To do
Start your answer with the line containing "Annotation task — locate each instance of the man's short" and end it with the last line of the records below, retyping every line between exactly and adding nothing.

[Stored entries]
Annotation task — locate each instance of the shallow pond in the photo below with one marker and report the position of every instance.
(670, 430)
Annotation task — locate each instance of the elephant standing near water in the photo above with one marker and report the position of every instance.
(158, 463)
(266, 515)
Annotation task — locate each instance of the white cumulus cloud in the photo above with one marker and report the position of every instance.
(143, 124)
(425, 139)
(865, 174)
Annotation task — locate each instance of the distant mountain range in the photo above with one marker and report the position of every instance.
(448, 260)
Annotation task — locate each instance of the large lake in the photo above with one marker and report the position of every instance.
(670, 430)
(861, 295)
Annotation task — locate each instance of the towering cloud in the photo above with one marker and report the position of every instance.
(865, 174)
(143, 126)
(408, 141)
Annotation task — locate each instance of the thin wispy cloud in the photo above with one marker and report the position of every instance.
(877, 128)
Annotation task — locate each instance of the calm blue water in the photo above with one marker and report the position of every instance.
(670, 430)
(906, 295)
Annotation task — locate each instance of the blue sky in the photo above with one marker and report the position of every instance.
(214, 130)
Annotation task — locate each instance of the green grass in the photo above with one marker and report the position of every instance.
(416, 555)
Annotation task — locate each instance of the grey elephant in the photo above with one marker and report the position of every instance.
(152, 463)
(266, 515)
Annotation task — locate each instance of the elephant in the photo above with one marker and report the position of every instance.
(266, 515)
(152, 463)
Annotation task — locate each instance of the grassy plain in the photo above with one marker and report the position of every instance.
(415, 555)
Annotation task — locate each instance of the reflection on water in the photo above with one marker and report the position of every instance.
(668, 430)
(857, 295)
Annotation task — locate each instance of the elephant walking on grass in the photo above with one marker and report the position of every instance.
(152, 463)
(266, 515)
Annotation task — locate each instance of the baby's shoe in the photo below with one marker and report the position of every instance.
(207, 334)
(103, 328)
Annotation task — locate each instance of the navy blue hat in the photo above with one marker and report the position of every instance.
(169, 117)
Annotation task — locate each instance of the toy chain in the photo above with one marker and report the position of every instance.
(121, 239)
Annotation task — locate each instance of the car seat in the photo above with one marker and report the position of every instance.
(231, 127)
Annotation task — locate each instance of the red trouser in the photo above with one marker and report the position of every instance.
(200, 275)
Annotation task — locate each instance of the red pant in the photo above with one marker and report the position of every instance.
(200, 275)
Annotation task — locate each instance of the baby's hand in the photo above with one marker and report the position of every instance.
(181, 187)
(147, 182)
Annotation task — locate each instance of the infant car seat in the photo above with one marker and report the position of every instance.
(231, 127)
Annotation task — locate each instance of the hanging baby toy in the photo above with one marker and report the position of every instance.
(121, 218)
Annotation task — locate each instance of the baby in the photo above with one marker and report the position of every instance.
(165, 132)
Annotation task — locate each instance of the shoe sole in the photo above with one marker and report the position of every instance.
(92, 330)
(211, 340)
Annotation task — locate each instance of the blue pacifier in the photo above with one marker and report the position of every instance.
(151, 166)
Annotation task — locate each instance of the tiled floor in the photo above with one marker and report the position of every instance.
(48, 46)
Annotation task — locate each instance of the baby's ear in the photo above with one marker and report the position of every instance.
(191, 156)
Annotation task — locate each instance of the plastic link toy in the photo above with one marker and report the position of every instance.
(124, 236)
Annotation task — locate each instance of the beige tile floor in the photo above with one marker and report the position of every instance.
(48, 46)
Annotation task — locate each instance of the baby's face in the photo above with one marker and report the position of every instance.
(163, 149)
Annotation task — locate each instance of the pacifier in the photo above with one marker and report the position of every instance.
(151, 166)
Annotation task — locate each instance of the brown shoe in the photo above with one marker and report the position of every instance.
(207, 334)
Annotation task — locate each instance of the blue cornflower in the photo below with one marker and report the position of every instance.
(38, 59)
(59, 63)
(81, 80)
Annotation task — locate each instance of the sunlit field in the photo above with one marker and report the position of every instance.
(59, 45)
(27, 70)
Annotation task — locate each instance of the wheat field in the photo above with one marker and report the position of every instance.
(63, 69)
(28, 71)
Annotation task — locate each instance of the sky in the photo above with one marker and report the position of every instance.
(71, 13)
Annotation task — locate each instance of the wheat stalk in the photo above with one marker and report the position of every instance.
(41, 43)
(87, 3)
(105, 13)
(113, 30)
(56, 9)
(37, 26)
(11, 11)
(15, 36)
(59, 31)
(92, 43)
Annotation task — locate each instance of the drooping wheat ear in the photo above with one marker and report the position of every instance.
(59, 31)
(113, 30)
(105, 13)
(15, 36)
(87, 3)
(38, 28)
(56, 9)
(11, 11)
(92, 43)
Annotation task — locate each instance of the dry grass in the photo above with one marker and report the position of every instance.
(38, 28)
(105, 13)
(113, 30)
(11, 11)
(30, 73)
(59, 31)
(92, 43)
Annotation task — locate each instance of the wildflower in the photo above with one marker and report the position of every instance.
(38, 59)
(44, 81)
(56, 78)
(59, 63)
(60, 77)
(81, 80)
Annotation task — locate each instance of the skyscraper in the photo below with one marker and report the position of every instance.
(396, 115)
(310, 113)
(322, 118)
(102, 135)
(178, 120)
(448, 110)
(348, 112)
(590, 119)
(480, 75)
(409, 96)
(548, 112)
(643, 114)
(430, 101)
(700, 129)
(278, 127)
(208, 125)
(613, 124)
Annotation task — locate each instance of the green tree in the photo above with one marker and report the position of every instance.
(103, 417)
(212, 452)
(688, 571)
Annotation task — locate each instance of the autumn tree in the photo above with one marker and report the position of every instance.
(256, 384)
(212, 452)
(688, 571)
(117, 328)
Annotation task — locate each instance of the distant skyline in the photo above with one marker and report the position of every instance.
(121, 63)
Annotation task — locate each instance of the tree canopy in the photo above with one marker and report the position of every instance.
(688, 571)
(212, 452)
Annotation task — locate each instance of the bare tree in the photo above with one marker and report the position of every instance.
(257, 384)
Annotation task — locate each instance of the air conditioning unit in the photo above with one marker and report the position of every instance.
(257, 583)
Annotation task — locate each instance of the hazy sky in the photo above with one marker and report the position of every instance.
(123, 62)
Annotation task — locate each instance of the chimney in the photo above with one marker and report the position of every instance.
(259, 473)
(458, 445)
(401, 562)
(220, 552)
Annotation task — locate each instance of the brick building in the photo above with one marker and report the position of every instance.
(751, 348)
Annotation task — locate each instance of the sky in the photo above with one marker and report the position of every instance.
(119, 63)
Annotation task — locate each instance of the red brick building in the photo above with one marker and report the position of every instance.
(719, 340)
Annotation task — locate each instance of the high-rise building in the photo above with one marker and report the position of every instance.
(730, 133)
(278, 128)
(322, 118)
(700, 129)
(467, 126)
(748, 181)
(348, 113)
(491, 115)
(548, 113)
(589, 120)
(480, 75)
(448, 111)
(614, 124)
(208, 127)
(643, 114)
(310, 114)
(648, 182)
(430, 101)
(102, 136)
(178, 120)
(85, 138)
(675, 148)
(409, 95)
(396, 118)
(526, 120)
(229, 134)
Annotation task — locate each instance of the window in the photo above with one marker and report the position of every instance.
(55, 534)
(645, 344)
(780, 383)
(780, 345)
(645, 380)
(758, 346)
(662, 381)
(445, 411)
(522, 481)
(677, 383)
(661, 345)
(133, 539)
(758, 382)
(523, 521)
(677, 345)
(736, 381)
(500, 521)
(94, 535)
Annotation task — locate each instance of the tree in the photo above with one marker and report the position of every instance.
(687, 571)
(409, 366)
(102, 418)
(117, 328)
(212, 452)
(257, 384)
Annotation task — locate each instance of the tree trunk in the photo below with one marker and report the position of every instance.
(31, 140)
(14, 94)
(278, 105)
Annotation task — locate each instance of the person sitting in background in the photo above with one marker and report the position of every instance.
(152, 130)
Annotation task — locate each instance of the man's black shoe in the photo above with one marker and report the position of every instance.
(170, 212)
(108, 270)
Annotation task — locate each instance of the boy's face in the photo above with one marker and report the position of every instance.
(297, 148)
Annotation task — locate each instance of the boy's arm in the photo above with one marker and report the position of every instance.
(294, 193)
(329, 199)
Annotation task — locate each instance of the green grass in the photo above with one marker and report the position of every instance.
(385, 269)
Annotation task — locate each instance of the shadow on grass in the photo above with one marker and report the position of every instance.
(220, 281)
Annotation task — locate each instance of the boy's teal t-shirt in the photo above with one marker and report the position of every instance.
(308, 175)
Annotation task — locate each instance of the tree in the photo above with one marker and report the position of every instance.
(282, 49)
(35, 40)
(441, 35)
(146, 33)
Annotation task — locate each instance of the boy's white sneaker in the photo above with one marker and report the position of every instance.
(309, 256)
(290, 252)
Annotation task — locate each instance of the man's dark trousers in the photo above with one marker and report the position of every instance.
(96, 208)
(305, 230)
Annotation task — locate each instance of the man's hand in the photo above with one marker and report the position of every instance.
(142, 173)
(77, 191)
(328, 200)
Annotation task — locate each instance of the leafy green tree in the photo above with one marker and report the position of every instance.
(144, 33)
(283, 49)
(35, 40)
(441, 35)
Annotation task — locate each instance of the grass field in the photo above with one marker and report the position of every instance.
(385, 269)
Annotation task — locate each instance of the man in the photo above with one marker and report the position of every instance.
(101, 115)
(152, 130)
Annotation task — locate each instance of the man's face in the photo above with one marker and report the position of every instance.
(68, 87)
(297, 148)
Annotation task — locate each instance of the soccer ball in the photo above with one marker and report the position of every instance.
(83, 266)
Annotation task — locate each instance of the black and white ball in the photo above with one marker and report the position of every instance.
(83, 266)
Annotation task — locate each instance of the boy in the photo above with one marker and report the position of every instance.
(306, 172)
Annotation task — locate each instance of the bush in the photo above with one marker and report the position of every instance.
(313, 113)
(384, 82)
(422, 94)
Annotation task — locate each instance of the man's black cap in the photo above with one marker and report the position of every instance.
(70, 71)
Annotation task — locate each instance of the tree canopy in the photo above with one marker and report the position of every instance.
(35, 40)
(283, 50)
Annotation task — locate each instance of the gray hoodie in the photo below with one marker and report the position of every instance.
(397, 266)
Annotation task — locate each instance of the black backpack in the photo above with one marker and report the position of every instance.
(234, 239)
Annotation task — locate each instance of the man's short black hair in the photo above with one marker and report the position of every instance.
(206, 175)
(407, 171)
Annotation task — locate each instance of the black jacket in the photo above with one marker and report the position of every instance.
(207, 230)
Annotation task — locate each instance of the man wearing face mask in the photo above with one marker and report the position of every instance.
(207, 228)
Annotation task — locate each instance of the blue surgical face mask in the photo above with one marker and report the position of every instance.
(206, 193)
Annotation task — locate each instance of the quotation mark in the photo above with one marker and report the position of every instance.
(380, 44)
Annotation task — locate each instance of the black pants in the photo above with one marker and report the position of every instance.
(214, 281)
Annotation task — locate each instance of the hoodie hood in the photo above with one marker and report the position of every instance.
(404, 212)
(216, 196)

Response area
Annotation task — locate each instance of the man's short black hair in the photo above with one marker and report the position of every instance.
(206, 175)
(407, 171)
Annotation task — locate each instance of the black jacket in the photo above with one marker and report the position of every instance.
(207, 230)
Annotation task — locate each instance of the man wearing face mask in the photo above with one marker and report the position of every instance.
(207, 228)
Annotation task — locate each instance of the blue surgical face mask in the photo above with one marker and report the position of every instance.
(206, 193)
Annotation task — locate each instance of the quotation mark in the photo above with one marker and report the position of every instance.
(380, 44)
Annotation task — locate each instance of the black pants in the photo above with one marker and report the position of every instance.
(214, 281)
Annotation task — locate each instance of the hoodie hood in the photo above with one marker and report the position of every instance.
(404, 212)
(216, 196)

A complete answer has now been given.